*AIM OF THE TASK*
Extract every line below verbatim, keeping the original order.

*DATA EXTRACT*
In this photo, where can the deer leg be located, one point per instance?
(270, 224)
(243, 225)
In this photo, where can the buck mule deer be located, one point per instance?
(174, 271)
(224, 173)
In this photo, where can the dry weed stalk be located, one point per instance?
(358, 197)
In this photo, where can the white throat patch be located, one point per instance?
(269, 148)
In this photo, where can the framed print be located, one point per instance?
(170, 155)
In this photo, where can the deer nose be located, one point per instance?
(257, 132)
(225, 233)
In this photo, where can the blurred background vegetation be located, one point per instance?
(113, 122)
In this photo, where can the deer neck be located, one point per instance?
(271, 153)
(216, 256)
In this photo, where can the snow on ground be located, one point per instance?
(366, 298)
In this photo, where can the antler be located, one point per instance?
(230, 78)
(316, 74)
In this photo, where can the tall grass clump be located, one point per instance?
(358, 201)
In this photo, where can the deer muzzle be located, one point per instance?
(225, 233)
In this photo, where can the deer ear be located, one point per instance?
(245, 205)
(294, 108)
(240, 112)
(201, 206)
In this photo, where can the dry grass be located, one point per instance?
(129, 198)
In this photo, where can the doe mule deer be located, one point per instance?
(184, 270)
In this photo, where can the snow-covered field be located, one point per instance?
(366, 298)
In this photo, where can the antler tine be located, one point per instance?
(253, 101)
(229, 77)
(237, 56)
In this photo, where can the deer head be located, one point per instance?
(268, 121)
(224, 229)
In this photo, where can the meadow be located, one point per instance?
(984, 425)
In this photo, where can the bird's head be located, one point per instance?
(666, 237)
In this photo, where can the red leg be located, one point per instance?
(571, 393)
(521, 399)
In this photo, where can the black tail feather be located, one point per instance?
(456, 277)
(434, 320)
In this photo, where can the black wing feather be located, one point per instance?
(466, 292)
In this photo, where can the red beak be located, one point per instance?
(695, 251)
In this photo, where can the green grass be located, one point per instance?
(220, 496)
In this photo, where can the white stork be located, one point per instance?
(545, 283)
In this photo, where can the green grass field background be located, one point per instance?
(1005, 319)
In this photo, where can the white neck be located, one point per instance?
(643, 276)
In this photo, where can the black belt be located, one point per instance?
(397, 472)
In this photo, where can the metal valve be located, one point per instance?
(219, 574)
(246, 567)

*TASK OUTPUT*
In this photo, where can the deer leg be located, one point per instance?
(270, 224)
(243, 225)
In this photo, where can the buck mule deer be located, one point per instance?
(174, 271)
(224, 173)
In this photo, where can the dry weed stalk be located, one point per instance?
(358, 197)
In this photo, where can the white throat patch be located, one point per instance?
(269, 148)
In this photo, where can the framed print be located, one point per instance?
(170, 155)
In this photo, where can the deer nose be located, one point per instance?
(257, 132)
(225, 233)
In this photo, where can the blurred background vegetation be located, one point per instance?
(113, 122)
In this photo, where can the deer neck be located, one point per instance?
(271, 153)
(216, 256)
In this photo, where can the snow on ground be located, one point per instance?
(366, 298)
In this photo, where can the antler be located, one point per instance?
(230, 78)
(316, 74)
In this photo, where can the tall grass clump be located, one point per instance?
(358, 201)
In this photo, where can the deer muzzle be located, one point per instance?
(225, 233)
In this photo, where can the deer ear be located, one point per instance?
(245, 205)
(294, 108)
(240, 112)
(201, 206)
In this photo, where can the dry grass be located, one point per instance?
(129, 198)
In this photo, where can the doe mule deer be located, one point per instance?
(184, 270)
In this photo, where can the snow-covered field be located, one point per instance?
(366, 298)
In this photo, where can the antler tine be located, one point per instance?
(253, 101)
(229, 77)
(237, 56)
In this photo, where can the deer head be located, one point per instance?
(268, 121)
(224, 229)
In this photo, where can the meadow be located, one point per instance?
(984, 425)
In this photo, where can the bird's head be located, one point per instance?
(666, 237)
In this photo, where can the red leg be located, one point per instance?
(571, 393)
(521, 399)
In this photo, where can the black tail feather be located, one point per instance?
(456, 277)
(434, 320)
In this photo, where can the black wing feather be located, one point per instance?
(466, 292)
In this photo, where can the red beak be located, one point per instance?
(695, 251)
In this photo, where can the green grass be located, one point per instance?
(220, 496)
In this photo, where can the white stork be located, one point per instance?
(545, 283)
In this photo, where can the green grass field background be located, one point per instance?
(1005, 319)
In this photo, where can the white neck be located, one point per instance?
(643, 276)
In this photo, where can the black belt be located, one point per instance?
(397, 472)
In this photo, where can the metal valve be located, one point per instance?
(219, 574)
(246, 567)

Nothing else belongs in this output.